Skip every line before the one containing "ceiling in this photo.", then copy that line and the rest of the entries below exactly, through the last line.

** Records for this exercise **
╭──

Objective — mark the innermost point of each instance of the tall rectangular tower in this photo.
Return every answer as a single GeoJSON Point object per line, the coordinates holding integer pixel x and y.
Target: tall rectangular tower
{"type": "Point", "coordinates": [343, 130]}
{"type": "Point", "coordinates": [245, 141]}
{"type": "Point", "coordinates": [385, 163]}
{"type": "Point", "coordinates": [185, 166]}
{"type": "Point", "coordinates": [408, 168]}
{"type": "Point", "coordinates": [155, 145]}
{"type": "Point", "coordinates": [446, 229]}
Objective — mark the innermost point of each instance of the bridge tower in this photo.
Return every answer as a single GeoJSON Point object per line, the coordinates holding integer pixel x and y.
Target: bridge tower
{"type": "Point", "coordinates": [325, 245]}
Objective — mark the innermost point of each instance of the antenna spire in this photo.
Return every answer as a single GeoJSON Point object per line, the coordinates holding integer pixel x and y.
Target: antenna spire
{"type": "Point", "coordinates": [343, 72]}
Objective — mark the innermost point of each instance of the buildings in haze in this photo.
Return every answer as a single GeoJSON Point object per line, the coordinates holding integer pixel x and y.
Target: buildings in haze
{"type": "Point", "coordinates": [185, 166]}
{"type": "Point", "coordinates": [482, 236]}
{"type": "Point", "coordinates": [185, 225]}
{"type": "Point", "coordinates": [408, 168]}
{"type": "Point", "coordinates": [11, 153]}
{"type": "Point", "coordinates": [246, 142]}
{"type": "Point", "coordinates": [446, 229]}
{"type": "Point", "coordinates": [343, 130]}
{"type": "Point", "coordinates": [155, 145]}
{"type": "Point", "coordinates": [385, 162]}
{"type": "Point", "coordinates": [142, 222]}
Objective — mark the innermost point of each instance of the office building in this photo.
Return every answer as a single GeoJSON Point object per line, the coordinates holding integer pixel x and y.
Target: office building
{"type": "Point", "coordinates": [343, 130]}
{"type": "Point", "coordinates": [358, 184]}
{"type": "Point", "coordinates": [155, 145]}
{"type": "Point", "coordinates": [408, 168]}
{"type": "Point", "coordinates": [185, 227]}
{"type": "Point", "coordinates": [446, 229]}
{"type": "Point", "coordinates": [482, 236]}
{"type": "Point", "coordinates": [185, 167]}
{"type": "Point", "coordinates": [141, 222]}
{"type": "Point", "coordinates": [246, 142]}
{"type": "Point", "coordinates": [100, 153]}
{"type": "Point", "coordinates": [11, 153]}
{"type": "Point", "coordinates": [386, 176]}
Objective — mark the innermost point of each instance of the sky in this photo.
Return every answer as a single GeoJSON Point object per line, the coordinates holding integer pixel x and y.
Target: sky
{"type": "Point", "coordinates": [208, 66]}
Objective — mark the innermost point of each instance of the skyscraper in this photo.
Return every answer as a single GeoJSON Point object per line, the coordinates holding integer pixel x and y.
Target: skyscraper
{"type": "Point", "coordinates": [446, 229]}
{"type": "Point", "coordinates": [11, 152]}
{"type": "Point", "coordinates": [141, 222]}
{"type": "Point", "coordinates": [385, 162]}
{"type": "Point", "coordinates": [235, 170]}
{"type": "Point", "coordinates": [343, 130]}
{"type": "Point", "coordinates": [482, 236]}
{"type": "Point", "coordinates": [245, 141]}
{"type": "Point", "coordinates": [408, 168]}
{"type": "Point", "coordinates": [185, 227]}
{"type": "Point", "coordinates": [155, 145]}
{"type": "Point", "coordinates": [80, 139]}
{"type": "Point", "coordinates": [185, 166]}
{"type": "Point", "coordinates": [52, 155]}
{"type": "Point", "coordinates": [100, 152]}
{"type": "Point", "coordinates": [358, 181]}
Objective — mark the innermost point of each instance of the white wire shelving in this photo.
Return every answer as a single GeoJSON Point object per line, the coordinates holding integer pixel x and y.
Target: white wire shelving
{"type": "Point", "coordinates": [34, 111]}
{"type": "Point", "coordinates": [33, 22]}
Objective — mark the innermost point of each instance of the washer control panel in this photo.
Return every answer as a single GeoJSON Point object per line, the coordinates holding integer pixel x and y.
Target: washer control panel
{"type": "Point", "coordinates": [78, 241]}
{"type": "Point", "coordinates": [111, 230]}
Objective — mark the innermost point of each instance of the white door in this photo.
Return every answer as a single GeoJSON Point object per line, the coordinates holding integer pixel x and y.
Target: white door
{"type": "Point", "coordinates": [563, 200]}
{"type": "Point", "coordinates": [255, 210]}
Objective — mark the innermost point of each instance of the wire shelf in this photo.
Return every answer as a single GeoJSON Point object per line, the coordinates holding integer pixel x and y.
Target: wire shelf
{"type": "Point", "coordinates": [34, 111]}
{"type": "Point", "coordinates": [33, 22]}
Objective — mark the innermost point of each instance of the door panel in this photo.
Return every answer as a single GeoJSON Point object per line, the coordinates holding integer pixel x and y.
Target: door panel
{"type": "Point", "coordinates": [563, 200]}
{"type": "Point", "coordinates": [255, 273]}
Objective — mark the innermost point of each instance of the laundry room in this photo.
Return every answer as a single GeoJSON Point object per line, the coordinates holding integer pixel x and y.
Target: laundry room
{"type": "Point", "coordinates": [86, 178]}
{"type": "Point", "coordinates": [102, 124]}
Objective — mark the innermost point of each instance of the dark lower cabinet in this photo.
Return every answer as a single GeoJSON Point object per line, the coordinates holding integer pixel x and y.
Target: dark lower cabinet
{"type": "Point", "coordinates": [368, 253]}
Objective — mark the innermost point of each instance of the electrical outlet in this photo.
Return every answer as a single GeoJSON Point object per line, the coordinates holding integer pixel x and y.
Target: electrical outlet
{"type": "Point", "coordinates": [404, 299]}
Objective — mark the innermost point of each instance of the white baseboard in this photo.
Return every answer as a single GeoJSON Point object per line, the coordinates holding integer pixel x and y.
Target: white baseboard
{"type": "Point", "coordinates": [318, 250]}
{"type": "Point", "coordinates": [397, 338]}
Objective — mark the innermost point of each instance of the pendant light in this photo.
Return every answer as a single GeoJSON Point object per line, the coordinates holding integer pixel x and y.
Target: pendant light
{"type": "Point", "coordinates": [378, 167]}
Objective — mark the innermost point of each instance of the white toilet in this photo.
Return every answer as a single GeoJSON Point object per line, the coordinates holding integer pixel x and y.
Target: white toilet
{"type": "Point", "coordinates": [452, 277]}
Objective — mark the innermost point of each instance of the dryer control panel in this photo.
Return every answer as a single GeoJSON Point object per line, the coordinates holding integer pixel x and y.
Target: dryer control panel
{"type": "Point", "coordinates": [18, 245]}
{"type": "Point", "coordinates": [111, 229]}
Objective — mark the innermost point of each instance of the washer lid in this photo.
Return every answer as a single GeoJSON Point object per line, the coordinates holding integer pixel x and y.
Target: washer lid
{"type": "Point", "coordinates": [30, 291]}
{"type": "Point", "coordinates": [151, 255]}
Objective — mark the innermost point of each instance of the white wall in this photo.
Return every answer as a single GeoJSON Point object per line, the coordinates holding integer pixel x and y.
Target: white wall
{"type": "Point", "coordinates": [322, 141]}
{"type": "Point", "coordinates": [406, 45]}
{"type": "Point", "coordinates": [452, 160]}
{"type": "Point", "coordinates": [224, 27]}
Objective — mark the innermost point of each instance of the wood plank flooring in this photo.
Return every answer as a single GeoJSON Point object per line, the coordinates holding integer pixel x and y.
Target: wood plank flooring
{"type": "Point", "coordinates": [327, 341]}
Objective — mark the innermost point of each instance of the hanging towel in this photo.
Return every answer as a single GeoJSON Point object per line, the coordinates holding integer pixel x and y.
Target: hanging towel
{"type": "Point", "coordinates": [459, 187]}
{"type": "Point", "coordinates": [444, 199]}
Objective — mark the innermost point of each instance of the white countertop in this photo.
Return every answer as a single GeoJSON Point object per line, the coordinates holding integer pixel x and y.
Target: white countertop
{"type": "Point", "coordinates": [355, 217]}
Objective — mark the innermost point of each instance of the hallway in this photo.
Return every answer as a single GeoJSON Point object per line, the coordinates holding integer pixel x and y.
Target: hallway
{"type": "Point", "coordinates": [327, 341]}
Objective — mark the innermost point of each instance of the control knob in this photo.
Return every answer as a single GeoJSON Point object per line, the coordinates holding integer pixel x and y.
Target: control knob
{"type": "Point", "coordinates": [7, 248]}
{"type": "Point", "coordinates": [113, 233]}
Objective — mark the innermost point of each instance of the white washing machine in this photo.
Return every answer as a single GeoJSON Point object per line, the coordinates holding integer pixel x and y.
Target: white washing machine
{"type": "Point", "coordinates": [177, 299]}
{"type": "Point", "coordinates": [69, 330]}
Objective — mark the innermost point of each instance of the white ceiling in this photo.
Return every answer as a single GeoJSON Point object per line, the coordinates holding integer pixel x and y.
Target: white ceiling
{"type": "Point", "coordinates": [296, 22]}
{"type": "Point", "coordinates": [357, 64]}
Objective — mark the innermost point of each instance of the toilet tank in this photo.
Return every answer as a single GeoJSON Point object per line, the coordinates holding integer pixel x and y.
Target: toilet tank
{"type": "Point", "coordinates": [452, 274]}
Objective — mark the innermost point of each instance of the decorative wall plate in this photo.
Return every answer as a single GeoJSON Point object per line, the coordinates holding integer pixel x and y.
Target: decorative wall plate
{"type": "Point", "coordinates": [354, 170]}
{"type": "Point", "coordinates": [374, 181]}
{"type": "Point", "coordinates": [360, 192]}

╰──

** Response **
Objective — mark the innermost point of each instance of the white ceiling in this photo.
Return every answer as a single GeoJSON Point object per line, the coordinates holding integer pixel x and y.
Target: white ceiling
{"type": "Point", "coordinates": [296, 22]}
{"type": "Point", "coordinates": [357, 64]}
Objective — mark the innermost point of each instance of the toilet tank in this photo.
Return every answer as a single GeoJSON Point object per line, the coordinates holding integer pixel x and y.
Target: toilet tank
{"type": "Point", "coordinates": [452, 274]}
Objective — mark the innermost point of each instance of the decorative wall plate in this photo.
Return every answer as a single GeoJSON Point object per line, the coordinates holding integer pixel x and y.
Target: decorative wall plate
{"type": "Point", "coordinates": [354, 170]}
{"type": "Point", "coordinates": [374, 181]}
{"type": "Point", "coordinates": [360, 192]}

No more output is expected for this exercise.